> **ACTIVITY**
Any picture in the data below gets skipped; print all the rest exactly.

══ THE DATA

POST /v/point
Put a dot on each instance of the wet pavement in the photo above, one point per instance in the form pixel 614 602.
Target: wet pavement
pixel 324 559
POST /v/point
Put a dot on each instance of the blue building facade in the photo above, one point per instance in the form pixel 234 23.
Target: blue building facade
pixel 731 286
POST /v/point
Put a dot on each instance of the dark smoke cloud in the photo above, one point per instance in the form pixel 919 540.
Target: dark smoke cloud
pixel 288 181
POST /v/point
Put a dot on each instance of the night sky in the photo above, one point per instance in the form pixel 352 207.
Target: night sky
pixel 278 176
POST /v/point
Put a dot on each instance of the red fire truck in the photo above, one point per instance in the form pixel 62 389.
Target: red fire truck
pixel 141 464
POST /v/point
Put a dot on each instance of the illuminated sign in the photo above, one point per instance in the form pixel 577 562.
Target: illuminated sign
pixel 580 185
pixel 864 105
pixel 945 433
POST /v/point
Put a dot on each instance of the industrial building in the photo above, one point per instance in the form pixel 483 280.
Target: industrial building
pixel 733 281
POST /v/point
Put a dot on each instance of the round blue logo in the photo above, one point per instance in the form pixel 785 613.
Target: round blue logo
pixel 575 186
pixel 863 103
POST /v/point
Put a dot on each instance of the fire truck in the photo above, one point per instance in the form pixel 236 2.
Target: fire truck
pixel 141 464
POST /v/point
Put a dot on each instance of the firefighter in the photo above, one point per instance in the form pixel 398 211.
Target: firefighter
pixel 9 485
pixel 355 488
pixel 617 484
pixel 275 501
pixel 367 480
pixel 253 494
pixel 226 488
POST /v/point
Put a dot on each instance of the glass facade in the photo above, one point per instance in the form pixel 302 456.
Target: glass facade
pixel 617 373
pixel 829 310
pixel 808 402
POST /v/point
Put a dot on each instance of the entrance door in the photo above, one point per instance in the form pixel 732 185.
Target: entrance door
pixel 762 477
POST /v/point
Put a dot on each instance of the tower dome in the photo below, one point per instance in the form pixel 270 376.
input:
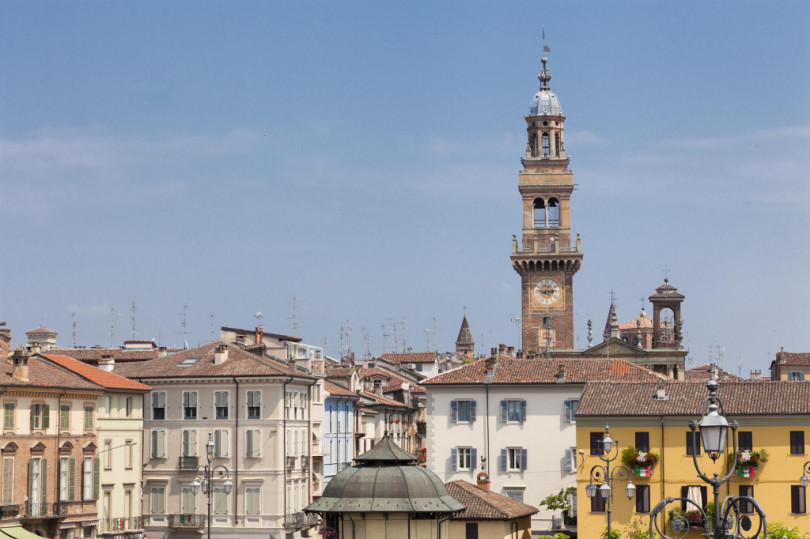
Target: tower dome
pixel 545 102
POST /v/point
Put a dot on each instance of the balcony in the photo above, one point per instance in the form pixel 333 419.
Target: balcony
pixel 186 521
pixel 109 525
pixel 188 463
pixel 300 520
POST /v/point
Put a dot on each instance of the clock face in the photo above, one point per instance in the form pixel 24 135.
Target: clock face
pixel 547 291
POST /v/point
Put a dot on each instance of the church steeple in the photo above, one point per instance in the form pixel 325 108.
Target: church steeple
pixel 548 256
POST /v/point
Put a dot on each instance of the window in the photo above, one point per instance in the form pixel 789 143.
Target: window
pixel 513 459
pixel 64 417
pixel 693 443
pixel 189 405
pixel 462 411
pixel 642 498
pixel 40 416
pixel 158 405
pixel 189 443
pixel 221 443
pixel 8 415
pixel 158 444
pixel 254 399
pixel 571 406
pixel 253 443
pixel 745 440
pixel 89 420
pixel 513 411
pixel 157 500
pixel 8 480
pixel 797 499
pixel 797 442
pixel 596 443
pixel 221 401
pixel 463 458
pixel 253 500
pixel 598 502
pixel 746 506
pixel 220 501
pixel 643 441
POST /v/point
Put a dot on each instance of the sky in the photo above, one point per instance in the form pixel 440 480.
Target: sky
pixel 349 169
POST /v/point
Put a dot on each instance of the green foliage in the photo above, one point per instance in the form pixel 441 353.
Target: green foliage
pixel 561 500
pixel 777 530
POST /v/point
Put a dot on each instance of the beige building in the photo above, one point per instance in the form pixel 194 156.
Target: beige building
pixel 256 412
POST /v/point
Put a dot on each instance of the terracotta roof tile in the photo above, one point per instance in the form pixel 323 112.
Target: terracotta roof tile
pixel 411 357
pixel 486 505
pixel 511 370
pixel 239 363
pixel 687 398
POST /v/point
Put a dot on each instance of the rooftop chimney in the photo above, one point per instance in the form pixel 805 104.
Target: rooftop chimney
pixel 220 354
pixel 20 361
pixel 106 362
pixel 483 481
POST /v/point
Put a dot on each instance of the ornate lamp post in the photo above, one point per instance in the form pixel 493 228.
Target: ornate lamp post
pixel 729 521
pixel 207 473
pixel 604 475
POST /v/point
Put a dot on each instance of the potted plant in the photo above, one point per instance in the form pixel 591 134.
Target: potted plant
pixel 748 461
pixel 640 462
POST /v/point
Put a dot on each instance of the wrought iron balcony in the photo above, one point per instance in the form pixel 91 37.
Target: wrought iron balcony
pixel 188 463
pixel 186 521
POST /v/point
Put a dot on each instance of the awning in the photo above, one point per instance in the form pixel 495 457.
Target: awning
pixel 18 532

════

> **TASK SOLUTION**
POST /v/point
Put a dot on each instance of the wet pavement in the photo above, one point per instance in the form pixel 614 602.
Target: wet pavement
pixel 324 559
POST /v/point
Put a dot on each instance of the blue building facade in the photo above, one point per instance in the form pixel 234 23.
Target: blue building facade
pixel 731 286
POST /v/point
Put a dot on each instance of the dark smoke cloud in the photo above, one point per instance in the form pixel 919 540.
Target: dark smoke cloud
pixel 288 181
POST /v/point
Put a dot on each instance of the night sky in the photo above, one point per instance in the form pixel 352 207.
Target: night sky
pixel 278 176
POST /v/point
Put a dot on each instance of the red fire truck in the photo above, one point per instance in the form pixel 62 389.
Target: red fire truck
pixel 141 464
POST /v/point
Put a dot on each instance of the illuminated sign in the photo above, one point per instance in the form pixel 577 562.
Target: illuminated sign
pixel 580 185
pixel 864 105
pixel 945 433
POST /v/point
Put a dot on each instance of the industrial building in the photo above, one point per instance in the form pixel 483 280.
Target: industrial building
pixel 733 281
POST /v/point
Put a dot on each instance of the round blue logo in the photo above, one point per instance in the form pixel 785 613.
Target: round blue logo
pixel 575 186
pixel 863 103
POST /v/point
Put a dot on each instance of the fire truck in the photo above, one point per instance in the form pixel 236 2.
Target: fire truck
pixel 141 464
POST /v/point
Put a dot on each instance of the firefighter in the photo above, one point per instance in the form pixel 398 211.
Target: firefighter
pixel 9 485
pixel 355 488
pixel 617 484
pixel 275 501
pixel 367 480
pixel 253 494
pixel 226 488
POST /v/point
Put a dot on each instance of the glass facade in the photo above, one point per instance in the form pixel 302 456.
Target: glass facade
pixel 617 373
pixel 829 310
pixel 808 402
POST /v/point
Put a dot on each instance of the entrance door in the photo above, one point per instance in the form pixel 732 185.
Target: entrance door
pixel 762 477
POST /v/point
Put a dot on each instance of the tower dome in the photo below, one point per instance in the form pixel 270 376.
input:
Target: tower dome
pixel 545 102
POST /v/point
Put a dot on each instance of the balcony in the photo above, one point per instance in the form pixel 333 419.
Target: balcony
pixel 186 521
pixel 109 525
pixel 188 463
pixel 300 520
POST /v/point
Put a dot on each instance of the clock face in the photo above, one point per instance in the form pixel 24 135.
Target: clock face
pixel 547 291
POST /v/point
Put a dot on each instance of the church steeple in the photo above, one point per instance in the form pixel 325 108.
Target: church steeple
pixel 548 256
POST /v/point
Put a dot on each instance of the window in the photo above, one point per instance in the form pixel 789 143.
Target: window
pixel 513 459
pixel 64 417
pixel 693 443
pixel 189 405
pixel 462 411
pixel 642 498
pixel 40 416
pixel 158 405
pixel 189 443
pixel 221 443
pixel 8 415
pixel 158 444
pixel 254 399
pixel 571 406
pixel 253 443
pixel 745 440
pixel 89 420
pixel 513 411
pixel 157 500
pixel 8 480
pixel 797 499
pixel 797 442
pixel 596 443
pixel 221 401
pixel 463 458
pixel 253 500
pixel 598 502
pixel 746 506
pixel 220 501
pixel 643 441
POST /v/point
Put a dot on each instance of the sky in the photo above, one point per instance in the form pixel 440 480.
Target: sky
pixel 349 169
POST /v/point
Put a dot on each instance of the green foliage in the photo above, one point per instance in the form pixel 441 353.
Target: green foliage
pixel 561 500
pixel 777 530
POST /v/point
Put a dot on each instance of the beige building in the photo above, one point per instance in the form pixel 194 156.
Target: beige building
pixel 256 412
POST /v/point
Put a dot on each instance of the terracotta roof tile in the photo above, one point per instance in the form pixel 323 112.
Target: terracotta roof tile
pixel 411 357
pixel 486 505
pixel 511 370
pixel 239 363
pixel 687 398
POST /v/point
Put a dot on each instance of the rooftop chimney in the photo above, one point per instance in the form pixel 805 104.
Target: rooftop chimney
pixel 220 354
pixel 20 361
pixel 106 362
pixel 483 481
POST /v/point
Put a dot on each instance of the ornate lamp post in the photo above, one point per instance in the form pixel 493 228.
Target: ornate lamp post
pixel 729 521
pixel 207 473
pixel 604 475
POST /v/point
Put a dot on each instance of the potted plant in the photo above, one point per instance in the form pixel 591 134.
Target: potted plant
pixel 748 461
pixel 640 462
POST /v/point
Put a dot on each instance of the wrought iron balcony in the photo above, one point per instance in the form pixel 91 37.
Target: wrought iron balcony
pixel 188 463
pixel 186 521
POST /v/point
Put a dot on each instance of the awning in the photo above, one point per instance in the form pixel 495 457.
Target: awning
pixel 18 532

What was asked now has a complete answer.